* _課題の指示_
A. 機械学習講座の文章によると、NumPyが通常のPythonより高速に動作するのはなぜですか？
B. 機械学習講座の文章のうち、「この投稿は 限定共有に設定されています。 投稿者本人及びURLを知っているユーザーのみアクセスすることができます。」を含む箇所から始めて「リの使い方を学んでいきます。」で終わるまでを、一字一句変えずに書き写してください。

* _提示文_

++++

この投稿は 限定共有に設定されています。 投稿者本人及びURLを知っているユーザーのみアクセスすることができます。

機械学習のためのプログラミング講座　２時限目

0
コメント

yoshizaki_kkgk

2017年02月26日に更新

はじめに

2時限目は機械学習のプログラミングを強力にサポートしてくれるライブラリの使い方を学んでいきます。

1. NumPyを使った線形代数の演算

まずはNumPyというライブラリを使って、線形代数のプログラミングに慣れましょう。

NumPyとは？

行列計算や大規模な多次元配列を取り扱うためのPythonの拡張モジュール
NumPyの内部はC言語で書かれているため、通常のPythonより高速に動作する

基本的な使い方

numpyモジュールをインポートして使います。

import numpy as np # npと略されることが多いです

a = np.array([1, 2])
print(a) # => [1 2]

線形代数の演算

以下のような線形代数の演算をプログラミングしていきます。

++++

保存済みエントリ
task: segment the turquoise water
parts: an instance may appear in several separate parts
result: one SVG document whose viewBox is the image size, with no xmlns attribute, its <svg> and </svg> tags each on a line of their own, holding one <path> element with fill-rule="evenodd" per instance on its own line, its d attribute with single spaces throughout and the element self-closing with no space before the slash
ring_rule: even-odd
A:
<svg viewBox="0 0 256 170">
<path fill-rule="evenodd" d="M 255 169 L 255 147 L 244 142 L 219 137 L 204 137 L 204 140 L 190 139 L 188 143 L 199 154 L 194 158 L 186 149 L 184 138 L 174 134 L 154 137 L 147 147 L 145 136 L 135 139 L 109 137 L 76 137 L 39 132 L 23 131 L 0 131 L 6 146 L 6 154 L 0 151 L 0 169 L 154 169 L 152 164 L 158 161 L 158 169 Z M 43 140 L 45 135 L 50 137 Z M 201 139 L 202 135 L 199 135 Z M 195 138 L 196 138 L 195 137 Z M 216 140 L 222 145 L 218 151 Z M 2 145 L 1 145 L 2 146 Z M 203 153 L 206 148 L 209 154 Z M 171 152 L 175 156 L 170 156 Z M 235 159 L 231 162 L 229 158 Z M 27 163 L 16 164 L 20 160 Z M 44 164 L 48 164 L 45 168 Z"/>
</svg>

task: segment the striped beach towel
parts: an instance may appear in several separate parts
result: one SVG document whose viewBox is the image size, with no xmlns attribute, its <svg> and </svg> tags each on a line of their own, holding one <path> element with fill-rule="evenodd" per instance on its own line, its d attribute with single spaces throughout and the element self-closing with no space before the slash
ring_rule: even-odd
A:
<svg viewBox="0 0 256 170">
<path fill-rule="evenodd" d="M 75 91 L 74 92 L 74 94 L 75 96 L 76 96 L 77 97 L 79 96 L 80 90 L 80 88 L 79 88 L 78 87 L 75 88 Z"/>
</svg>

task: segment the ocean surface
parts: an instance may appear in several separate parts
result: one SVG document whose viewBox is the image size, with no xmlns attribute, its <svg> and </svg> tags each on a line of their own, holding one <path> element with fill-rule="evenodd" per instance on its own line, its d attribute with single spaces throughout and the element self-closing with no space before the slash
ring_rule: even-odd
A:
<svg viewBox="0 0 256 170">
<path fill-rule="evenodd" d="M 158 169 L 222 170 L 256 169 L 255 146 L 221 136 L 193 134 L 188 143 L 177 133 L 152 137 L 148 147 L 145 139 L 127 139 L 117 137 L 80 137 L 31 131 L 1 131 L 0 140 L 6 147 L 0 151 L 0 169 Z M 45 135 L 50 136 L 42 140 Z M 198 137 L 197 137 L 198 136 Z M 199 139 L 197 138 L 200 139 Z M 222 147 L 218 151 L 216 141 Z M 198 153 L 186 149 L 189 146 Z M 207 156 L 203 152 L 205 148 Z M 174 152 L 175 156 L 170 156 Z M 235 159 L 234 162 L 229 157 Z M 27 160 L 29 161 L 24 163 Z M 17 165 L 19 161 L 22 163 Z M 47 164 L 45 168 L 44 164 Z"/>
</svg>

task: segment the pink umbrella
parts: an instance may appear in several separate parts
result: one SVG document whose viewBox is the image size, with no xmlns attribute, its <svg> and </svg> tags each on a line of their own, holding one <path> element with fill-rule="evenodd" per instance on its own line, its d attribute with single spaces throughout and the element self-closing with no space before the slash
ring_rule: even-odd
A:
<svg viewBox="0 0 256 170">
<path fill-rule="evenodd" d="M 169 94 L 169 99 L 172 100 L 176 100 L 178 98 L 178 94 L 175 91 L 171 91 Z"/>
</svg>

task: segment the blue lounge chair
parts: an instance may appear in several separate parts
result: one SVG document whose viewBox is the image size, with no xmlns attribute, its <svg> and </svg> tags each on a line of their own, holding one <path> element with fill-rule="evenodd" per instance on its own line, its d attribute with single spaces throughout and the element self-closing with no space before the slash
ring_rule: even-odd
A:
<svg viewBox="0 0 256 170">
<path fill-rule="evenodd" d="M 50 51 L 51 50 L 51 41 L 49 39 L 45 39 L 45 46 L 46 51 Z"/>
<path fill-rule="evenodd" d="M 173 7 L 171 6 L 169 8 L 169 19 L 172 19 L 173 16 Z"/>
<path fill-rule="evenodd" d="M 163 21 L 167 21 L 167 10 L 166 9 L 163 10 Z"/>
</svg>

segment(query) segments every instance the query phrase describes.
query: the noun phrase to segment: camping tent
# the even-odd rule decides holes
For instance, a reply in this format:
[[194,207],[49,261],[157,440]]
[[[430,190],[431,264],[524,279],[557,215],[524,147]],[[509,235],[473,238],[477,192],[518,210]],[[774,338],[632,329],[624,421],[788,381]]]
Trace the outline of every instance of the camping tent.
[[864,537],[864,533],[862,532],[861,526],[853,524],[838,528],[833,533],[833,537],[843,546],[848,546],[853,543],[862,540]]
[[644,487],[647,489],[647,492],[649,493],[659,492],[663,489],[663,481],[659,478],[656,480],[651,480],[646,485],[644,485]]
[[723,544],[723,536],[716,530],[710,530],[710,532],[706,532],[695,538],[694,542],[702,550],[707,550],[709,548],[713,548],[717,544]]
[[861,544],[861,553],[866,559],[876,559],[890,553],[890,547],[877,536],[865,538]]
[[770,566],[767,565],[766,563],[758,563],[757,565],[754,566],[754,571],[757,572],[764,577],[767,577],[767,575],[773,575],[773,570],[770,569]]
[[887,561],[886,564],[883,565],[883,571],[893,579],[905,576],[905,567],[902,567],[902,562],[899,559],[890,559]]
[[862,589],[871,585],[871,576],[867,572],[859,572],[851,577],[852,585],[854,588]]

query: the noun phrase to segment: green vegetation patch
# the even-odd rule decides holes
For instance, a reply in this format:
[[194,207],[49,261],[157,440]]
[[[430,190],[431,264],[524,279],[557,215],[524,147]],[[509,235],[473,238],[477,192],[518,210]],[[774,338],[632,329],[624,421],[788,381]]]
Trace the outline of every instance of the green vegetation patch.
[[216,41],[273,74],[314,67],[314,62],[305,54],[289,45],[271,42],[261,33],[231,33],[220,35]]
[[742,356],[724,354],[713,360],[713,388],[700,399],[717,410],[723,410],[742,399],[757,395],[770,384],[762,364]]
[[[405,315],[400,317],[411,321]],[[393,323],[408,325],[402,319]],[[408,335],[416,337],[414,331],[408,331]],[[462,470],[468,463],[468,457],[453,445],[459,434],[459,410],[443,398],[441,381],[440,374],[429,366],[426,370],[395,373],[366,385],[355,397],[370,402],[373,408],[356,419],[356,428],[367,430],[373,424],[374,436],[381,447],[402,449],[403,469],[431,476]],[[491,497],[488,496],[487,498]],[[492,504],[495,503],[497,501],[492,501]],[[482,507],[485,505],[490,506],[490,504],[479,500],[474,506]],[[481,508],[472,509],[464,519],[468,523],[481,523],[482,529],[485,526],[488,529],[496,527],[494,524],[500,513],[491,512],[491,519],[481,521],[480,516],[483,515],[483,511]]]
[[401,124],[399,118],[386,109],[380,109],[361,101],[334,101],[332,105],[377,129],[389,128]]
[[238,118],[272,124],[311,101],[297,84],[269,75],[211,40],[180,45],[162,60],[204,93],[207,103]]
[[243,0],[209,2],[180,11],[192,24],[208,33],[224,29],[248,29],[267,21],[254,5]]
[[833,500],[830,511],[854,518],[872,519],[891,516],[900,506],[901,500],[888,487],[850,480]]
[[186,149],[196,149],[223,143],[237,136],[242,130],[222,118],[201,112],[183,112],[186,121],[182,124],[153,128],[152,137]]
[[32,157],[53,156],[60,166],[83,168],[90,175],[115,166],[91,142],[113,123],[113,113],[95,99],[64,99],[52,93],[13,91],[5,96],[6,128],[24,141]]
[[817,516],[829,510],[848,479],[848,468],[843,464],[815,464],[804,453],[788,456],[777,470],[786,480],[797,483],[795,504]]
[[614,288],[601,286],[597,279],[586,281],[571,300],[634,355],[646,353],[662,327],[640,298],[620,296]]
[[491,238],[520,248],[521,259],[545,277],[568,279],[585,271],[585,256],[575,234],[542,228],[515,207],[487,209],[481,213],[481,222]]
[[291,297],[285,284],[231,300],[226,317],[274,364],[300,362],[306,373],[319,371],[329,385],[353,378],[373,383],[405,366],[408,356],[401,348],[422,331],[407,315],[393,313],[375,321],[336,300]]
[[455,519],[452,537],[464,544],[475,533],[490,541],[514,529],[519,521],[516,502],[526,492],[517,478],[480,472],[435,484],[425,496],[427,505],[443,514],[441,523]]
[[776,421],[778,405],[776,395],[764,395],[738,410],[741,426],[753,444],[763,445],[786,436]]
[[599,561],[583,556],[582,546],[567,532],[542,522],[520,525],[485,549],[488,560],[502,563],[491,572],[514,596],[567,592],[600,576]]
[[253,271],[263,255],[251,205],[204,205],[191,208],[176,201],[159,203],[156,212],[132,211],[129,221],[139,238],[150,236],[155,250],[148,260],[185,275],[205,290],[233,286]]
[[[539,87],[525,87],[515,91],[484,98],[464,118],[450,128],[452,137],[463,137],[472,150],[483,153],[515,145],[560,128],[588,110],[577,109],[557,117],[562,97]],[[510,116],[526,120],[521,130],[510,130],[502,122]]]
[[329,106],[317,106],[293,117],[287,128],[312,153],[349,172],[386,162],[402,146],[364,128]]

++++

* _課題の解答_
A. NumPyの内部がC言語で書かれているためです。

B.
この投稿は 限定共有に設定されています。 投稿者本人及びURLを知っているユーザーのみアクセスすることができます。

機械学習のためのプログラミング講座　２時限目

0
コメント

yoshizaki_kkgk

2017年02月26日に更新

はじめに

2時限目は機械学習のプログラミングを強力にサポートしてくれるライブラリの使い方を学んでいきます。